— START AVAILABLE DATA —

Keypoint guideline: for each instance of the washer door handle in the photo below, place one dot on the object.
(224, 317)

— END AVAILABLE DATA —
— START AVAILABLE DATA —

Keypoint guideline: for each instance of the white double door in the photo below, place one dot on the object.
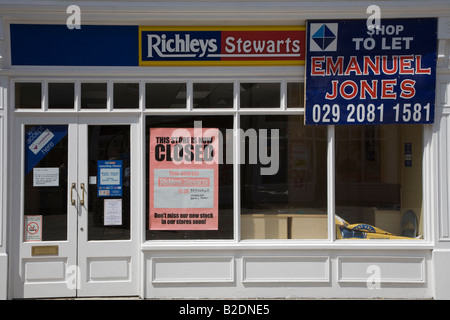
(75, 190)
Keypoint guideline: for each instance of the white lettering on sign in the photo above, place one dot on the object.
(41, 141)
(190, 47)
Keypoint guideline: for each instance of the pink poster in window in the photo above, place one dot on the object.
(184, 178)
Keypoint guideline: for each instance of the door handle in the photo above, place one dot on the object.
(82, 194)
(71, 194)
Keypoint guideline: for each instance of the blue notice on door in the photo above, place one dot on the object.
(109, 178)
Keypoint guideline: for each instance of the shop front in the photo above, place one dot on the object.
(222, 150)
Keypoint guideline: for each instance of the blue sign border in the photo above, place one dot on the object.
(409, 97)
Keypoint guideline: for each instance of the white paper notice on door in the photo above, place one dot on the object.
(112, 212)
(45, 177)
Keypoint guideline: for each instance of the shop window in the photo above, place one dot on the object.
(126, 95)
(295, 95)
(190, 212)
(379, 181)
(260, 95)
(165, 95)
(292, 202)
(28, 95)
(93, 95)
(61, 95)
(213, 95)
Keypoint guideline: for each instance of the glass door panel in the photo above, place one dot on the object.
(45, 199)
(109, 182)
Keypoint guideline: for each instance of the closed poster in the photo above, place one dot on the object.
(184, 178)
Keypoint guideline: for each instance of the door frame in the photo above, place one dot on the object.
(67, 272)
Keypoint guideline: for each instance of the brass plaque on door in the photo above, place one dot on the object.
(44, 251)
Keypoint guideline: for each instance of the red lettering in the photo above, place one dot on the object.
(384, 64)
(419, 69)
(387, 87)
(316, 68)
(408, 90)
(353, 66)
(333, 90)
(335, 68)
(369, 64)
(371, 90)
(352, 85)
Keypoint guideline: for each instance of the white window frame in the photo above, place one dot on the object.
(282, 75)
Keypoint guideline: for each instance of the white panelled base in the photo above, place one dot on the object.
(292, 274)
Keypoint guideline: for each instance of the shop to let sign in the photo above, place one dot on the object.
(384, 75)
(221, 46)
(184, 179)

— END AVAILABLE DATA —

● **REQUIREMENT**
State how many lines above contain the string "lettering", counting case. Give only the number.

● **FINAL ANSWER**
2